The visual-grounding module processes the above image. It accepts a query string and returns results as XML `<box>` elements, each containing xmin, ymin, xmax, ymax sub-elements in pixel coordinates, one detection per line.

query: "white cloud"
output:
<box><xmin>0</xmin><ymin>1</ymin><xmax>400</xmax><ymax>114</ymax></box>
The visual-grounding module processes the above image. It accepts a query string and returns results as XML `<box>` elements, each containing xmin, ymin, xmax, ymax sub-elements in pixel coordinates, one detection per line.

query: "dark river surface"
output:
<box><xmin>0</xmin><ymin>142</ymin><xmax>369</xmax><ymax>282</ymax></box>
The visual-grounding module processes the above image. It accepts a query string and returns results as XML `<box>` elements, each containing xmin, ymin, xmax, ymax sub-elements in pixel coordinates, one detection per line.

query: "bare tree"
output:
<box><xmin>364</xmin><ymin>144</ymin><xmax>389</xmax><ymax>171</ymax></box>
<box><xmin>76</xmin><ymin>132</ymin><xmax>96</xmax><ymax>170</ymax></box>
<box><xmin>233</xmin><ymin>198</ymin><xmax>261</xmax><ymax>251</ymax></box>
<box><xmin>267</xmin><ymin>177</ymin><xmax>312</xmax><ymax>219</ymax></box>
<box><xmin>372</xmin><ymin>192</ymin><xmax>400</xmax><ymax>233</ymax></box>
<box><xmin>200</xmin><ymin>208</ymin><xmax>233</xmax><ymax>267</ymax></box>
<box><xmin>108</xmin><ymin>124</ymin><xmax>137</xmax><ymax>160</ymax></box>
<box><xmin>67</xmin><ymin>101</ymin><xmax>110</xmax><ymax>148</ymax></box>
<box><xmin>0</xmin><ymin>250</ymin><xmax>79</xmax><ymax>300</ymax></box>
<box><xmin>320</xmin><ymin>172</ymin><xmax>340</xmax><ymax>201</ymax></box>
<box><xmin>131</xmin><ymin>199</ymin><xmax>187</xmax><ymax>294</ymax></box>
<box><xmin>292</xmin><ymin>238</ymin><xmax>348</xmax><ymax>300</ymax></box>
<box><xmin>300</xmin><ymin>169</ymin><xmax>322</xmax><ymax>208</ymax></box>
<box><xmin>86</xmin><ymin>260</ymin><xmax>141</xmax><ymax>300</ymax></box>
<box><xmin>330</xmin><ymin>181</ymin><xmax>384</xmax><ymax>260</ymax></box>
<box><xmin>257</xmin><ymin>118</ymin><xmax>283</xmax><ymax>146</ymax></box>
■ ■ ■ ■ ■ ■ ■
What is being asked:
Write out the lines above word for word, without any changes.

Worked solution:
The visual-grounding module processes the above image. It accepts a query string and returns results as XML `<box>` elements, each containing xmin, ymin, xmax, ymax sub-elements in pixel coordinates, one detection per line.

query: "white cloud"
output:
<box><xmin>0</xmin><ymin>1</ymin><xmax>400</xmax><ymax>114</ymax></box>
The visual-grounding module processes the above image. It accepts a query string and returns results as XML `<box>` elements, each containing xmin, ymin, xmax, ymax sub-elements in pixel coordinates, one detection per line.

query: "dark river surface"
output:
<box><xmin>0</xmin><ymin>142</ymin><xmax>369</xmax><ymax>282</ymax></box>
The visual-grounding module processes the above image. It accepts a query string and returns results as XML `<box>` elements, each containing xmin, ymin, xmax, ymax sub-elements in pixel coordinates, one detection per line.

query: "bare tree"
output:
<box><xmin>364</xmin><ymin>144</ymin><xmax>389</xmax><ymax>171</ymax></box>
<box><xmin>76</xmin><ymin>132</ymin><xmax>96</xmax><ymax>170</ymax></box>
<box><xmin>233</xmin><ymin>198</ymin><xmax>261</xmax><ymax>251</ymax></box>
<box><xmin>267</xmin><ymin>177</ymin><xmax>312</xmax><ymax>219</ymax></box>
<box><xmin>372</xmin><ymin>192</ymin><xmax>400</xmax><ymax>233</ymax></box>
<box><xmin>200</xmin><ymin>208</ymin><xmax>233</xmax><ymax>267</ymax></box>
<box><xmin>108</xmin><ymin>124</ymin><xmax>137</xmax><ymax>160</ymax></box>
<box><xmin>67</xmin><ymin>101</ymin><xmax>110</xmax><ymax>148</ymax></box>
<box><xmin>0</xmin><ymin>250</ymin><xmax>79</xmax><ymax>300</ymax></box>
<box><xmin>320</xmin><ymin>172</ymin><xmax>340</xmax><ymax>201</ymax></box>
<box><xmin>131</xmin><ymin>199</ymin><xmax>187</xmax><ymax>294</ymax></box>
<box><xmin>292</xmin><ymin>238</ymin><xmax>348</xmax><ymax>300</ymax></box>
<box><xmin>300</xmin><ymin>169</ymin><xmax>322</xmax><ymax>208</ymax></box>
<box><xmin>86</xmin><ymin>260</ymin><xmax>141</xmax><ymax>300</ymax></box>
<box><xmin>330</xmin><ymin>181</ymin><xmax>384</xmax><ymax>260</ymax></box>
<box><xmin>257</xmin><ymin>118</ymin><xmax>283</xmax><ymax>146</ymax></box>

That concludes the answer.